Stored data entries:
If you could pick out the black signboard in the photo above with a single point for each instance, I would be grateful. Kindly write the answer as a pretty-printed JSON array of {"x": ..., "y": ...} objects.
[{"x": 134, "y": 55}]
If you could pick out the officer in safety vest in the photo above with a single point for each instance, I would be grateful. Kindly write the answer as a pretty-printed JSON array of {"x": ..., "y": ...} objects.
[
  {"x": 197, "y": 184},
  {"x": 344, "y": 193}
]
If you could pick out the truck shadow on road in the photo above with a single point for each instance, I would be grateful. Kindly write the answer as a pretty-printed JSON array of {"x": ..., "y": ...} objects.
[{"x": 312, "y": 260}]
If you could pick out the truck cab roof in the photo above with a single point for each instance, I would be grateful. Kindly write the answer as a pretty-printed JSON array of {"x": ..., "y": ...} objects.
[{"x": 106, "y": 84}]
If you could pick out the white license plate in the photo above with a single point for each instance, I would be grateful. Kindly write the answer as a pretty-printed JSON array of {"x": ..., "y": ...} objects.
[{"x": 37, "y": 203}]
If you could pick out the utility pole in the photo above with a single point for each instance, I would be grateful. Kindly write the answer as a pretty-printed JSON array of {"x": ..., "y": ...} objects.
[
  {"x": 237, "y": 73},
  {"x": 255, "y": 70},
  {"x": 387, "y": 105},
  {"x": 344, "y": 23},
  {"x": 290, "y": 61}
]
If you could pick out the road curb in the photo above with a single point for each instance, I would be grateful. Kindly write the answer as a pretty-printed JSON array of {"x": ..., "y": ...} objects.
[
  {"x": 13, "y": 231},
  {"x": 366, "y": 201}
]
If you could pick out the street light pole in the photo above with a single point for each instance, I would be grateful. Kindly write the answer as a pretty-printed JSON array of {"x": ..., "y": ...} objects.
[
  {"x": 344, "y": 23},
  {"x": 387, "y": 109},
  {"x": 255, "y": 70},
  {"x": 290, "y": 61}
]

Task goal -
Extract the complete data, matching each line exactly.

Written answer -
If you could pick out the black signboard in the photo above with a single point for each instance, I would be grateful. Kindly write the answer as a pretty-printed JSON array of {"x": ..., "y": ...} objects.
[{"x": 134, "y": 55}]
If you could pick out the officer in safety vest in the photo above with a single point for each instance, I would be grateful. Kindly write the answer as a pretty-printed JSON array of {"x": ..., "y": ...} objects.
[
  {"x": 197, "y": 184},
  {"x": 344, "y": 193}
]
If you could pick out the truck shadow on road in the photo above with a single point for each instance, I would be grateful. Kindly write the answer as a pretty-printed JSON array of {"x": ..., "y": ...} objects.
[{"x": 312, "y": 260}]
If you could pick out the truck cab roof in the photo above with a single point for each instance, I would be grateful. Kindly write the answer as a pretty-printed JSON array of {"x": ..., "y": ...} objects.
[{"x": 106, "y": 84}]
If you could pick out the white license plate in the photo above with a single point for each instance, I would be grateful. Kindly write the answer as a pretty-printed JSON array of {"x": ..., "y": ...} objects.
[{"x": 37, "y": 203}]
If you could pick out the utility pole in the photo above with a single point for each instance, I would be grateful. Kindly write the answer as a pretty-printed JSON array of {"x": ..., "y": ...} objects.
[
  {"x": 237, "y": 73},
  {"x": 255, "y": 70},
  {"x": 387, "y": 105},
  {"x": 344, "y": 23},
  {"x": 290, "y": 61}
]
If you could pick out the road curb in the photo above with a single point for each instance, I would be grateful. Kindly write the answer as a pretty-printed JSON array of {"x": ..., "y": ...} objects.
[
  {"x": 13, "y": 231},
  {"x": 366, "y": 201}
]
If you could pick out the street light pole in the photo above with a single point for each instance, I would be grateful. Kindly write the answer as a pretty-printed JSON array of {"x": ..., "y": ...} objects.
[
  {"x": 344, "y": 23},
  {"x": 387, "y": 109},
  {"x": 255, "y": 70},
  {"x": 290, "y": 61}
]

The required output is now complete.